003 Intermediate

003 — Pattern Matching

Functional Programming

Tutorial

The Problem

Pattern matching originated in ML (1973) and is now recognized as one of the most productive features in statically typed programming. It combines structural decomposition of data with exhaustiveness checking: the compiler verifies that every possible shape of a value is handled, preventing entire classes of runtime errors that plague switch/case in other languages.

Without pattern matching, processing tree-structured data (ASTs, JSON, XML) or discriminated unions requires chains of instanceof checks and casts. Pattern matching makes this both safe and concise, which is why it has spread to Swift, Kotlin, Python 3.10, C# 7, and even Java 21.

🎯 Learning Outcomes

• Use match for tuples, enums, and nested data structures

• Write match guards (if n < 0) to add conditions beyond structural patterns

• Understand how Rust's exhaustiveness checking catches missing cases at compile time

• Build recursive algebraic data types with enum and Box

• Evaluate expression trees using pattern matching recursion

• Write match arms with multiple patterns using |: Shape::Circle(_) | Shape::Rectangle(_, _) => "has area" to group related cases

Code Example

#![allow(clippy::all)]
// 003: Pattern Matching
// Tuples, enums, nested patterns, guards

// Approach 1: Simple tuple matching
fn describe_pair(pair: (i32, i32)) -> String {
    match pair {
        (0, 0) => "origin".to_string(),
        (x, 0) => format!("x-axis at {}", x),
        (0, y) => format!("y-axis at {}", y),
        (x, y) => format!("point ({}, {})", x, y),
    }
}

// Approach 2: Enum matching
enum Shape {
    Circle(f64),
    Rectangle(f64, f64),
    Triangle(f64, f64, f64),
}

fn area(shape: &Shape) -> f64 {
    match shape {
        Shape::Circle(r) => std::f64::consts::PI * r * r,
        Shape::Rectangle(w, h) => w * h,
        Shape::Triangle(a, b, c) => {
            let s = (a + b + c) / 2.0;
            (s * (s - a) * (s - b) * (s - c)).sqrt()

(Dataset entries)

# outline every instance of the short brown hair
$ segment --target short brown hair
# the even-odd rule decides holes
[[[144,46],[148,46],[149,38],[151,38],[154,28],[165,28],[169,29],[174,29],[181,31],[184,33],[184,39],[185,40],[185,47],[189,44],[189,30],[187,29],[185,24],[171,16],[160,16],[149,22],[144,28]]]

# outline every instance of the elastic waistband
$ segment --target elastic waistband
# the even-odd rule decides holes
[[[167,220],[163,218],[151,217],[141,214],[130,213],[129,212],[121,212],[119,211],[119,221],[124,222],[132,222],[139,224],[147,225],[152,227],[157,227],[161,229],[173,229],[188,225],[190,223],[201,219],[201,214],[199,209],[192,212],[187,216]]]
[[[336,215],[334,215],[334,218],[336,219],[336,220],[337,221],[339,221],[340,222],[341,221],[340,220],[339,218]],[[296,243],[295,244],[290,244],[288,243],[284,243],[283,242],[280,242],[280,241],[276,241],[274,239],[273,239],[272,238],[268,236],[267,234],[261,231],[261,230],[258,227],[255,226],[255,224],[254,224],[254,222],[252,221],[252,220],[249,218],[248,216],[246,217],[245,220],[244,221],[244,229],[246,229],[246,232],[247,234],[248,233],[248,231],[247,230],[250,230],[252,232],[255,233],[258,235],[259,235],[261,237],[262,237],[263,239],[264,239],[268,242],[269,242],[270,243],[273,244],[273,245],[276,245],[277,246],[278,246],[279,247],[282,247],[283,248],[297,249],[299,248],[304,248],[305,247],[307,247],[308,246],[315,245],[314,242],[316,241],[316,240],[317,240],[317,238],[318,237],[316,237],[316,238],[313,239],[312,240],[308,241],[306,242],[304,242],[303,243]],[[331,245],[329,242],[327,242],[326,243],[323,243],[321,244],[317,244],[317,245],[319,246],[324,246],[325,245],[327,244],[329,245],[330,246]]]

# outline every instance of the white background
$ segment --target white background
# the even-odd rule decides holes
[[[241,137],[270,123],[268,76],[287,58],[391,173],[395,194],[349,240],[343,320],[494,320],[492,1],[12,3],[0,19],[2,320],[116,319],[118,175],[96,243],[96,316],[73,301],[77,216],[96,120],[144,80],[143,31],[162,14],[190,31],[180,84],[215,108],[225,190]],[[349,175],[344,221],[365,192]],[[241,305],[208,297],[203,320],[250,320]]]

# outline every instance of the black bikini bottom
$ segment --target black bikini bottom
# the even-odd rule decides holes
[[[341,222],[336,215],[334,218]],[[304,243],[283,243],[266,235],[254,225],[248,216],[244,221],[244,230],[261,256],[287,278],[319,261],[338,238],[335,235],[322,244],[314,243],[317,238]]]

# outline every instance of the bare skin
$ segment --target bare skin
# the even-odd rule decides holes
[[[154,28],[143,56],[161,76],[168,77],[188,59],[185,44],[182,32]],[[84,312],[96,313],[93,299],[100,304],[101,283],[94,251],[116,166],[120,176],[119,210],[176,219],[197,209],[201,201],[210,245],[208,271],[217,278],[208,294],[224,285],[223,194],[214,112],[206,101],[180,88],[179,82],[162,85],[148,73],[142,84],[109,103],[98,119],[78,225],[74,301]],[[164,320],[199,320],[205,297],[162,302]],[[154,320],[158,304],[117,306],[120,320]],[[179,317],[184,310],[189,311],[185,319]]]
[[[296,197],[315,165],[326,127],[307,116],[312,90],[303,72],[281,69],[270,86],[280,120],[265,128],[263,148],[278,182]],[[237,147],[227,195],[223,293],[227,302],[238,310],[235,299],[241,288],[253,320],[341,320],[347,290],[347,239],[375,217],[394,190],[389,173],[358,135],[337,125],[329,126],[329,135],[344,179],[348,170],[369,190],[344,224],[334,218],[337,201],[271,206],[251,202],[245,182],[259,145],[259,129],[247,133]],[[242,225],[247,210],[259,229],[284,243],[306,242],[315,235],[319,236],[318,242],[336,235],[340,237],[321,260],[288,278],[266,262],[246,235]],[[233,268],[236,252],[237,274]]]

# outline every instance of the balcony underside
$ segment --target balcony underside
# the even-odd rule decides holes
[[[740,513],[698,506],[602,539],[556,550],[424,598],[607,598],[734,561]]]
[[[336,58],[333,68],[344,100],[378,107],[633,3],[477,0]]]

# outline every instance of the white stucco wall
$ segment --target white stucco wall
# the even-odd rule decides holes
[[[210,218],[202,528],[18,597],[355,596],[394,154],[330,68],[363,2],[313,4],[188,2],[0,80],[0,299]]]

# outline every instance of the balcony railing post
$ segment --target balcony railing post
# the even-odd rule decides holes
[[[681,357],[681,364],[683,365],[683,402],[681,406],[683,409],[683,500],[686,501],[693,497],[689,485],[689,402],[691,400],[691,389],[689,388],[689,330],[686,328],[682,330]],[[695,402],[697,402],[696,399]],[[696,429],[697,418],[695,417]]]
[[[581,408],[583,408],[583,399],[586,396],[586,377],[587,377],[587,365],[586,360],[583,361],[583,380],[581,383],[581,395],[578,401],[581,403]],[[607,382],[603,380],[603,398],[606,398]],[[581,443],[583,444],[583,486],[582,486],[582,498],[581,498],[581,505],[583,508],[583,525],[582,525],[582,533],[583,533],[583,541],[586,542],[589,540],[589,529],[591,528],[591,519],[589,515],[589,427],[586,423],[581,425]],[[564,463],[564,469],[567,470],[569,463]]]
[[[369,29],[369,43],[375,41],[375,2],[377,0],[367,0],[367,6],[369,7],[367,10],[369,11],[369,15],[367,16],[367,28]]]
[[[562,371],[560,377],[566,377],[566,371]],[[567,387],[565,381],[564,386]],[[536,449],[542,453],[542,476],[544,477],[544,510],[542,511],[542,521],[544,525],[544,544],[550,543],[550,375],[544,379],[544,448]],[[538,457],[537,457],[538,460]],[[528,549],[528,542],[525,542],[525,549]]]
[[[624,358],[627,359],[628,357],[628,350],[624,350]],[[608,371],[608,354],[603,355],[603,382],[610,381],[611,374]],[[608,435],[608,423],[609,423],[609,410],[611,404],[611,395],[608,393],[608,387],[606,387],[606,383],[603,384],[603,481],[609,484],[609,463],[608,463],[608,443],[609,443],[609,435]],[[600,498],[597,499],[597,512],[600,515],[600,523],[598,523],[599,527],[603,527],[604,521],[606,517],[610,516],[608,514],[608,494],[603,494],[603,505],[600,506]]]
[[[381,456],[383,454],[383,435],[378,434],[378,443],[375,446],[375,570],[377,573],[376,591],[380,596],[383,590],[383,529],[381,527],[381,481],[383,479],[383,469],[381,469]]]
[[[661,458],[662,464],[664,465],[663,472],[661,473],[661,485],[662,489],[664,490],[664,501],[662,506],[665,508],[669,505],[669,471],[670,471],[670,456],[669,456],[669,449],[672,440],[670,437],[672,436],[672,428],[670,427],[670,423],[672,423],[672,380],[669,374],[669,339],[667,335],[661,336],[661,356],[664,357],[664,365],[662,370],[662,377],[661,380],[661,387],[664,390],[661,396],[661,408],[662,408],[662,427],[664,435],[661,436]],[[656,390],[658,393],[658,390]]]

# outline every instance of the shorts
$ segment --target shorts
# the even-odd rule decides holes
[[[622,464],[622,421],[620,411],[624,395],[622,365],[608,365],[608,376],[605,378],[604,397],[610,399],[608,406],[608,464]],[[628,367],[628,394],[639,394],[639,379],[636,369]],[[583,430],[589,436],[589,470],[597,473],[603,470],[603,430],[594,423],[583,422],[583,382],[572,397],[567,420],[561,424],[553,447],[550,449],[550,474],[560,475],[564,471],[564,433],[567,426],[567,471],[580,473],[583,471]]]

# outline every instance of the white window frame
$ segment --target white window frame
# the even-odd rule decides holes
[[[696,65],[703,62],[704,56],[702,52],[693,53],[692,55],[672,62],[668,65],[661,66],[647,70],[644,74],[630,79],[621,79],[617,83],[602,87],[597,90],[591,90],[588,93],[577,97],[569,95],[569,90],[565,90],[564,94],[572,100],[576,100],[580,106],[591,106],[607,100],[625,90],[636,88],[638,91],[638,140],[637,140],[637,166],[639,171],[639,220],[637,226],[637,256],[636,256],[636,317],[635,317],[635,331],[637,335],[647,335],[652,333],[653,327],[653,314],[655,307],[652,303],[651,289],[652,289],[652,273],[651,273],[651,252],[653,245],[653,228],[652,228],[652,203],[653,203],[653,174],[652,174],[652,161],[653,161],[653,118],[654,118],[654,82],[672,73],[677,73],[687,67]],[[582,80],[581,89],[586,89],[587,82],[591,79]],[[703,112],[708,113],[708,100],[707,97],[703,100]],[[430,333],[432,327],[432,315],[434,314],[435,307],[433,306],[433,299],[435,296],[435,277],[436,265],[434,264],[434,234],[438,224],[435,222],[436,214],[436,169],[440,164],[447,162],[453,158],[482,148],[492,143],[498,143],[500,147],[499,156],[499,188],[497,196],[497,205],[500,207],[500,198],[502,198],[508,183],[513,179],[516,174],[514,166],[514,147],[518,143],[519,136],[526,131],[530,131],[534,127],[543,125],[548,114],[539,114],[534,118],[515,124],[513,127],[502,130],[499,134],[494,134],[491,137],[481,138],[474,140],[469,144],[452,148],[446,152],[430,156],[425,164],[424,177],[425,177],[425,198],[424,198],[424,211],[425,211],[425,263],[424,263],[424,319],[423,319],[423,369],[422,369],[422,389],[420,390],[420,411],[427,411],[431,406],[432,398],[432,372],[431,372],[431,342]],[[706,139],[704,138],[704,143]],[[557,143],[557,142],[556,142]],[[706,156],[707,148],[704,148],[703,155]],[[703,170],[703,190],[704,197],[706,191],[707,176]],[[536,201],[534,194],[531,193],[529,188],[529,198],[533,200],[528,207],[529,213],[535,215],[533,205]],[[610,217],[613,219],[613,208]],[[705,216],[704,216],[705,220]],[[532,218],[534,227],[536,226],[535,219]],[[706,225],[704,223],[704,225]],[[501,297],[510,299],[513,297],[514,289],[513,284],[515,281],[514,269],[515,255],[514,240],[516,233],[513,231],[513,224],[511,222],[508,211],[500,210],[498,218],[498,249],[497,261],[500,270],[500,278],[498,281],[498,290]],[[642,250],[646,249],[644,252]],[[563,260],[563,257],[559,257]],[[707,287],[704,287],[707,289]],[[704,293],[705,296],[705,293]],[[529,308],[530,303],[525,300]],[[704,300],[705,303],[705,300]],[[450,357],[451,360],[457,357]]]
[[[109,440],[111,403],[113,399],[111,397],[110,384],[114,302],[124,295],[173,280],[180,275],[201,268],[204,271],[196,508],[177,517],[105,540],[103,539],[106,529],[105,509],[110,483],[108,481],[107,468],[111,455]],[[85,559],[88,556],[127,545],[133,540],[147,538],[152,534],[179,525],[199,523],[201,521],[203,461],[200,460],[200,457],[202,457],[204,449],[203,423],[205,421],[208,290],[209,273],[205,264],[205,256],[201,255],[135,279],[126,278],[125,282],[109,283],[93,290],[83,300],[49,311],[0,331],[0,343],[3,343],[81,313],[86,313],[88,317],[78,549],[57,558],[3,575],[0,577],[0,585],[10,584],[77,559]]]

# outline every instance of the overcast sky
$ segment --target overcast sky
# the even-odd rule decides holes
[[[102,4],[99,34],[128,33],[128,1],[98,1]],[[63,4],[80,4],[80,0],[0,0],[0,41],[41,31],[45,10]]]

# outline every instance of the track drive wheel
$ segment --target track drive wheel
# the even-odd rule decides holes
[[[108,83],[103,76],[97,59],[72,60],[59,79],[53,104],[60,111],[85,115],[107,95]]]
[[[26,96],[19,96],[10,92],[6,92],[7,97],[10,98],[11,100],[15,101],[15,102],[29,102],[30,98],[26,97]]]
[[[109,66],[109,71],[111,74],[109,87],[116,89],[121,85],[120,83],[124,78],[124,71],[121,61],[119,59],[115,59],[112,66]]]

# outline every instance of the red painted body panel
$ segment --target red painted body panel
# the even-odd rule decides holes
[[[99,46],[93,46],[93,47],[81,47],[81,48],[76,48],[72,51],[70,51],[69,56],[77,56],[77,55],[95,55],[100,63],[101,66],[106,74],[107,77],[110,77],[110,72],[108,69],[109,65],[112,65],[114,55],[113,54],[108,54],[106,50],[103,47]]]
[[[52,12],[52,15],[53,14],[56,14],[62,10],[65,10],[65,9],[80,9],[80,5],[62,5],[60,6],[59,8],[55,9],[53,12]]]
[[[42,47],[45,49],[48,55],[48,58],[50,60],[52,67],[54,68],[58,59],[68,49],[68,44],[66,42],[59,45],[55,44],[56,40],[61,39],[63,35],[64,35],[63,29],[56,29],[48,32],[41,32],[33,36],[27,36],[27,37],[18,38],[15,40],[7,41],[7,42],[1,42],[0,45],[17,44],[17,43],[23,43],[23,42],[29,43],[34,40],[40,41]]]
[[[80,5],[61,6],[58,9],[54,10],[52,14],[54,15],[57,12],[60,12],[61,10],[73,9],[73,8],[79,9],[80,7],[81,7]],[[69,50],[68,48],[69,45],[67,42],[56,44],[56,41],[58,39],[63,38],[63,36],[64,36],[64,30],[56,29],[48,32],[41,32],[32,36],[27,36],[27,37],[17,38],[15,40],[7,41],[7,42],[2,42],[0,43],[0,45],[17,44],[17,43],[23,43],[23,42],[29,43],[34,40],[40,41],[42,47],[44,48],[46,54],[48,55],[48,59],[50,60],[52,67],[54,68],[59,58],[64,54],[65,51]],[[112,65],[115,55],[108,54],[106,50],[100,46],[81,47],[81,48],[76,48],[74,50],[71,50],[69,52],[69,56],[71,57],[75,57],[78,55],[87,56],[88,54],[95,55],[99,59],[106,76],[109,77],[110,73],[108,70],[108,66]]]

**To-do list**:
1. In the pattern matching tutorial, which language and year are given as the origin of pattern matching?
2. Copy the lines of the listing starting at the line containing "# outline every instance of the track" and ending at the end of the listing.
The listing has no connection to the pattern matching tutorial; they are separate material.

**Written answers**:
1. ML, in 1973.

2.
# outline every instance of the track drive wheel
$ segment --target track drive wheel
# the even-odd rule decides holes
[[[108,83],[103,76],[97,59],[72,60],[59,79],[53,104],[60,111],[85,115],[107,95]]]
[[[26,96],[19,96],[10,92],[6,92],[7,97],[10,98],[11,100],[15,101],[15,102],[29,102],[30,98],[26,97]]]
[[[109,66],[109,71],[111,74],[109,87],[116,89],[121,85],[120,83],[124,78],[124,71],[121,61],[119,59],[115,59],[112,66]]]

# outline every instance of the red painted body panel
$ segment --target red painted body panel
# the even-odd rule decides holes
[[[99,46],[93,46],[93,47],[81,47],[81,48],[76,48],[72,51],[70,51],[69,56],[77,56],[77,55],[95,55],[100,63],[101,66],[106,74],[107,77],[110,77],[110,72],[108,69],[109,65],[112,65],[114,55],[113,54],[108,54],[106,50],[103,47]]]
[[[52,12],[52,15],[53,14],[56,14],[62,10],[65,10],[65,9],[80,9],[80,5],[62,5],[60,6],[59,8],[55,9],[53,12]]]
[[[42,47],[45,49],[48,55],[48,58],[50,60],[52,67],[54,68],[58,59],[68,49],[68,44],[66,42],[59,45],[55,44],[56,40],[61,39],[63,35],[64,35],[63,29],[56,29],[48,32],[41,32],[33,36],[27,36],[27,37],[18,38],[15,40],[7,41],[7,42],[1,42],[0,45],[17,44],[17,43],[23,43],[23,42],[29,43],[34,40],[40,41]]]
[[[80,5],[61,6],[58,9],[54,10],[52,14],[54,15],[57,12],[60,12],[61,10],[73,9],[73,8],[79,9],[80,7],[81,7]],[[69,50],[68,48],[69,45],[67,42],[56,44],[56,41],[58,39],[63,38],[63,36],[64,36],[64,30],[56,29],[48,32],[41,32],[32,36],[27,36],[27,37],[17,38],[15,40],[7,41],[7,42],[2,42],[0,43],[0,45],[17,44],[17,43],[23,43],[23,42],[29,43],[34,40],[40,41],[42,47],[44,48],[46,54],[48,55],[48,59],[50,60],[52,67],[54,68],[59,58],[64,54],[65,51]],[[112,65],[115,55],[108,54],[106,50],[100,46],[81,47],[81,48],[76,48],[74,50],[71,50],[69,52],[69,56],[71,57],[75,57],[78,55],[87,56],[88,54],[95,55],[99,59],[106,76],[109,77],[110,73],[108,70],[108,66]]]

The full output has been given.